- Prompt A:
Answer these questions from the article on measuring impact:
(i) Of the three FTSE100 sustainability reports sampled, what was the highest number of times one of them used the word "impact"?
(ii) According to the article, what is impact, as distinct from the actions themselves?
(iii) Which two pioneers does the article name for turning wider impacts into financial values?
- Prompt B:
Please write out the stretch of the article on measuring impact from "Encouragingly, some businesses" through "the actions themselves.", without changing a word.

- Quoted passage:
****
A little less conversation a little more impact please: Why credible measurement matters
This article was writen by Jon Loyd, of recent SLR acqusition Corporate Citizenship. Corporate Citizenship provides ESG strategy, reporting, social and environmental impact and other sustainability consulting services to multi-national companies. Visit the Corporate Citizenship website to learn more.
A succession of seismic social events has escalated investor and other stakeholder interest in the ‘S’ of ESG. This has put the value that companies do, or don’t, deliver to society under the spotlight like never before.
The word most used by companies to meet this expectation and demonstrate their social value is ‘impact’. To get a sense of the extent of the focus on impact, I took the sustainability reports of three FTSE100 businesses at random. One contained the word impact 82 times, another 162 times and another, a relatively astonishing 257 times! That’s a lot of impact!
Or is it?
Unfortunately, dig deeper, and you find that while there’s a lot of talk about impact, there’s a lot of confusion about it too, with a distinct lack of consistency in approaches to, definitions of and communication around impact.
This is unhelpful.
Encouragingly, some businesses are working, both individually and collectively, to add more rigour and clarity to the practice. Three key areas that are being addressed and that any business looking to assess its wider impact will do well to consider are:
1. Show, don’t tell
There is a temptation by many businesses to talk about what they are doing, rather than what they achieve. Impact is what changes as a result of a business’s actions not the actions themselves.
If a business has developed a new product to improve the lives of disadvantaged people, has it worked? Have people used it and are their lives better as a result? If it has invested in diversity and inclusion training, what has been the effect on the workforce? Do people from minority groups feel more comfortable in the workplace as a result?
Such questions are important to ask and, crucially, move the discussion forward from assumption to knowledge – from simply assuming that because a business does something ‘good’ that the world is a better place, to actually knowing whether, and in what way, it is.
2. Don’t (just) show me the money
However purposeful a business may be, what continues to hold most sway are the financial results. In this atmosphere where money (usually) talks the loudest, there’s both a trend and temptation to boil wider social or environmental impacts down to financial values too. It’s certainly a route that pioneers in this area have taken like BASF and Crown Estate, who should be commended for their efforts.
****
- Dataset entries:
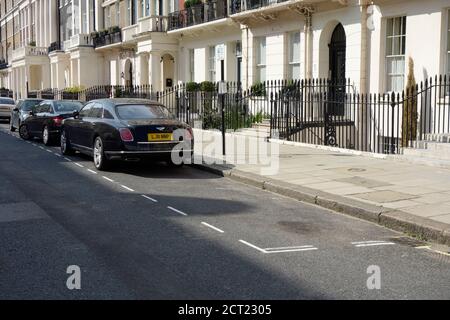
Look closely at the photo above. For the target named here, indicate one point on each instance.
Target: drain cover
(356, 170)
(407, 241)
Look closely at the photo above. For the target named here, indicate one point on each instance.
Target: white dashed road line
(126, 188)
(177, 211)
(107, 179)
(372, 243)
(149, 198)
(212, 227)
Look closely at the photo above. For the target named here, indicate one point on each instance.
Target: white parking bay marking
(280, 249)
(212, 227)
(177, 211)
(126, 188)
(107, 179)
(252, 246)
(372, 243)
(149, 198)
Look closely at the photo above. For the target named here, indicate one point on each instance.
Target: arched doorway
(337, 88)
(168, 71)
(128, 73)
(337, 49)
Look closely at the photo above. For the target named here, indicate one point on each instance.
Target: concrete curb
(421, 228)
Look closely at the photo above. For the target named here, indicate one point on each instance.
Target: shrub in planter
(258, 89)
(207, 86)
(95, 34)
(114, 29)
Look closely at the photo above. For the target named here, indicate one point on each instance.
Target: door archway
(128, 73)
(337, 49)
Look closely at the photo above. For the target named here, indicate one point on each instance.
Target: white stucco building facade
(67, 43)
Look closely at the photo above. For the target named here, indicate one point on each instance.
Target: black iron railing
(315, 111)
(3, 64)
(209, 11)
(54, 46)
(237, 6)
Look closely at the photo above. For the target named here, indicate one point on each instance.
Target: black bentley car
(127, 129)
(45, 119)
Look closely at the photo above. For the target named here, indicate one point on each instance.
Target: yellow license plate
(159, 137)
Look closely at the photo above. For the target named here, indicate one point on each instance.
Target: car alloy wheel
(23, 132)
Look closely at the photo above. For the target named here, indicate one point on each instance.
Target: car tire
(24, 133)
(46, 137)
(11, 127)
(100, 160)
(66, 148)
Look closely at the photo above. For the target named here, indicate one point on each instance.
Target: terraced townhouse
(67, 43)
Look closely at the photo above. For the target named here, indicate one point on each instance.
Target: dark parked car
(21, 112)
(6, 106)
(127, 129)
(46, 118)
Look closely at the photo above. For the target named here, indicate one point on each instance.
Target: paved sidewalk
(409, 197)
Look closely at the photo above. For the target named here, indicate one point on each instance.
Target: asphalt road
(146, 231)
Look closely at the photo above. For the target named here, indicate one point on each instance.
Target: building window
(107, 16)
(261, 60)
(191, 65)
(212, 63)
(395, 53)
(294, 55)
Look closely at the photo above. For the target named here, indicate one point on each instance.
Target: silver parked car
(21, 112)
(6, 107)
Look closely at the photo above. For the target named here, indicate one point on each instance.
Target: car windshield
****
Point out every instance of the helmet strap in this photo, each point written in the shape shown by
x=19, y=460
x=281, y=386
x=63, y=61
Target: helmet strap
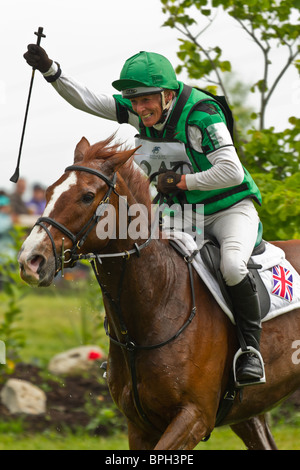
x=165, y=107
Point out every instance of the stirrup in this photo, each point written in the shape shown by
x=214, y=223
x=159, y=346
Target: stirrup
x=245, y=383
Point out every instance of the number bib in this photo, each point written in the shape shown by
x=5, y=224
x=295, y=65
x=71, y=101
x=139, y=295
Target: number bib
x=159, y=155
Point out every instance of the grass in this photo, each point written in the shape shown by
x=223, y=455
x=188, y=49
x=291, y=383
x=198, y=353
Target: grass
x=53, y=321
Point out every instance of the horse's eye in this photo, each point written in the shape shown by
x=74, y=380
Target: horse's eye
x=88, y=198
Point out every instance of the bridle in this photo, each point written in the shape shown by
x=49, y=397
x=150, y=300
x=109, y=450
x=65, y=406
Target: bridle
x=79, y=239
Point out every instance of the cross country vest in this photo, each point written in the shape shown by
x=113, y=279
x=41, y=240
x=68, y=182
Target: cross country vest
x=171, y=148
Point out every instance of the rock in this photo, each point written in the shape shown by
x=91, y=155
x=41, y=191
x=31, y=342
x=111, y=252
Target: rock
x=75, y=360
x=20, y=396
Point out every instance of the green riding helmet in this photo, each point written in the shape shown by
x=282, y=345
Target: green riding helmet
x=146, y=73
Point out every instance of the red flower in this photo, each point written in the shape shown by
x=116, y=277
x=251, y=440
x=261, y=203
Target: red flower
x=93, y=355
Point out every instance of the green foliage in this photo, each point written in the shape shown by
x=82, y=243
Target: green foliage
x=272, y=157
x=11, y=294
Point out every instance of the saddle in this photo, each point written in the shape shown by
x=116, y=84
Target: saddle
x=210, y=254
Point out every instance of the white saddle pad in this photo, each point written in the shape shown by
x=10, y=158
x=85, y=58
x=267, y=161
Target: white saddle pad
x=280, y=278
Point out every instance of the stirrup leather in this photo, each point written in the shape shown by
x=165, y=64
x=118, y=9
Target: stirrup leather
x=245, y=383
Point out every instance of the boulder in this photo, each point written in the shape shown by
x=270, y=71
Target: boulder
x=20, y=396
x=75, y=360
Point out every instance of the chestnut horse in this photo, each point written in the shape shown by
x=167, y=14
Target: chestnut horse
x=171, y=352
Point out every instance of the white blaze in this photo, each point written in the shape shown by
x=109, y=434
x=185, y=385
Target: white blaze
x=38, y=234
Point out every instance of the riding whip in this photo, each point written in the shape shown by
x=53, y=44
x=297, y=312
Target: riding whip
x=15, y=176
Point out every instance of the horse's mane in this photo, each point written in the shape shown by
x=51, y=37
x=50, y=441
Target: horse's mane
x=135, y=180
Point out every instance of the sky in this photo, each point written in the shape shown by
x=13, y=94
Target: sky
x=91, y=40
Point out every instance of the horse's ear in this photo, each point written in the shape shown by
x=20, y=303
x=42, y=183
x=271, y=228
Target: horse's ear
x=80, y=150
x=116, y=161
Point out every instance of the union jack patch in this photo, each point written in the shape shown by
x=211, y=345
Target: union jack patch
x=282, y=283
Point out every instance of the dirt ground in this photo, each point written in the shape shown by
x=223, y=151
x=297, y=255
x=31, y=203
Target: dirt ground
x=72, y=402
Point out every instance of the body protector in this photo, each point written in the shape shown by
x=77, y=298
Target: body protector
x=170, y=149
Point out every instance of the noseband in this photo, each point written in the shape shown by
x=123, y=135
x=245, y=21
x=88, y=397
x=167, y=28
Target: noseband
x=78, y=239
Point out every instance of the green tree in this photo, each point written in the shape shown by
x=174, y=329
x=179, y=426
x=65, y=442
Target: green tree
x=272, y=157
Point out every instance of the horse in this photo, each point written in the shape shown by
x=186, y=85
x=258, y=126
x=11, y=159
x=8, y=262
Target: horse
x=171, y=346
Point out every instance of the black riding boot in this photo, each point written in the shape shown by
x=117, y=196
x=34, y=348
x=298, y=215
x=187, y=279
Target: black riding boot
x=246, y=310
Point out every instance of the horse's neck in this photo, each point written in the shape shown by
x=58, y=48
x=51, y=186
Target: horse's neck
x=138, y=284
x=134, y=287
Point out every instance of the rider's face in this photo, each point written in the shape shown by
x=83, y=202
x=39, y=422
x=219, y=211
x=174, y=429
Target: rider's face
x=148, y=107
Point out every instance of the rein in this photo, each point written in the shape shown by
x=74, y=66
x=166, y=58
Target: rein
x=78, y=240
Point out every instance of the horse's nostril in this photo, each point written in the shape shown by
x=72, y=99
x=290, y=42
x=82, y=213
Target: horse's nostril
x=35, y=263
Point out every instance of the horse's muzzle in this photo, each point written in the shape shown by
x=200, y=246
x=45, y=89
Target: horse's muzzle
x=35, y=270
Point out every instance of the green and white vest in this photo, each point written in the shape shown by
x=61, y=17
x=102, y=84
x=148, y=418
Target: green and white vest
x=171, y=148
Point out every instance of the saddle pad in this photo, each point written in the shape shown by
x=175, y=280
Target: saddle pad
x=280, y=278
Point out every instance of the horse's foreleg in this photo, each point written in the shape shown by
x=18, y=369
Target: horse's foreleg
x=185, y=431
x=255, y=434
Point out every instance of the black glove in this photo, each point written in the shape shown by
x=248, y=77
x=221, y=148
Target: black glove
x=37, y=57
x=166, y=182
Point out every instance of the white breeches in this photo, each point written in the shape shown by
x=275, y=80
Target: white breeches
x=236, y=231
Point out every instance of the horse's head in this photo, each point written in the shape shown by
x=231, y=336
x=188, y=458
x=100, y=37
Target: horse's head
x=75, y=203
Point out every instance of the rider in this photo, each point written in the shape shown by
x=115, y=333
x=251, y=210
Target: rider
****
- Written answer A:
(i) 257 times.
(ii) Impact is what changes as a result of a business's actions.
(iii) BASF and Crown Estate.

- Written answer B:
Encouragingly, some businesses are working, both individually and collectively, to add more rigour and clarity to the practice. Three key areas that are being addressed and that any business looking to assess its wider impact will do well to consider are:
1. Show, don’t tell
There is a temptation by many businesses to talk about what they are doing, rather than what they achieve. Impact is what changes as a result of a business’s actions not the actions themselves.